Анна Павлова. Десять лет из жизни звезды русского балета - Харкурт Альджеранов 10 стр.


Существует шесть типов пьес Но, и пять или шесть используют для того, чтобы составить программу. Эти шесть типов имеют названия, которые я всегда находил восхитительными: Божественная пьеса, Военная пьеса, Женская пьеса, Пьеса безумия и Пьеса мщения, которые обычно шли вместе, Земная пьеса и Последняя пьеса. Даже театры, где исполняются пьесы театра Но, были выдержаны в традиционном стиле. Сцена представляет собой платформу примерно восемнадцать квадратных футов, приподнятой над полом фута на три. За ней находится задняя сцена, вполовину меньше первой, где сидят музыканты и суфлеры. На задней стене всегда изображается благородная сосна в стиле школы Кано. Справа – узкая веранда для хора, а слева – знаменитый цветочный мост, ведущий по диагонали к задней сцене. Актеры и музыканты выходят по этому мосту, и порой там происходит действие. В самом его конце висит пятицветный бамбуковый занавес, поднимающийся с помощью двух бамбуковых палок так, чтобы актер мог войти и выйти. Сразу за ним находится зеркальная комната, которая произвела на меня огромное впечатление, когда я увидел ее. В ней ничего нет, кроме большого зеркала, куда актеры могут бросить последний взгляд на свой грим и костюмы перед выходом на сцену; но главная цель зеркала состоит в том, что японцы верят, будто хороший актер, глядя на себя, одетого для роли, вбирает в себя черты характера персонажа, которого он изображает. Мне кажется, это отлично выражает постоянное указание Павловой: "…стань своей ролью, не просто исполни ее".

Извлечённые данные:
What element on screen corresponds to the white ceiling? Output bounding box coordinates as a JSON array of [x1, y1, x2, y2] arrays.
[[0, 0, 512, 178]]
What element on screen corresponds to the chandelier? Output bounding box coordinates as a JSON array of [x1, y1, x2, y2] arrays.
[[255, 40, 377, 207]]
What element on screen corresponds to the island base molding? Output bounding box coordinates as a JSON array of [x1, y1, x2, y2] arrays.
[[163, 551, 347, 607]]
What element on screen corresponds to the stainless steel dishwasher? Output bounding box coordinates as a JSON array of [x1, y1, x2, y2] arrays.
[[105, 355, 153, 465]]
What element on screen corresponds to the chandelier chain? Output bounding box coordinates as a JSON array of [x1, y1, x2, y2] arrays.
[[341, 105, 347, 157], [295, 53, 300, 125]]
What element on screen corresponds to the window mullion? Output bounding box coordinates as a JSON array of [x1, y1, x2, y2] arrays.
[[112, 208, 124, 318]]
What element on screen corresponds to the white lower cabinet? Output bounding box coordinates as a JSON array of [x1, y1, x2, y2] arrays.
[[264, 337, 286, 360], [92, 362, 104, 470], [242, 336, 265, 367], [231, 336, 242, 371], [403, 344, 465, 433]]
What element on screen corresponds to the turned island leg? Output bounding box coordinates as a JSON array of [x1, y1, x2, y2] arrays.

Задания:
a. Что, согласно отрывку о театре Но, всегда изображается на задней стене сцены?
b. Обнови строки данных от самой первой вниз до строки с "[[255, 40, 377, 207]]" включительно: замени "chandelier" на "pendant light", а всё остальное оставь без изменений.

Ответы по заданиям:
a. Благородная сосна в стиле школы Кано.

b.
What element on screen corresponds to the white ceiling? Output bounding box coordinates as a JSON array of [x1, y1, x2, y2] arrays.
[[0, 0, 512, 178]]
What element on screen corresponds to the pendant light? Output bounding box coordinates as a JSON array of [x1, y1, x2, y2] arrays.
[[255, 40, 377, 207]]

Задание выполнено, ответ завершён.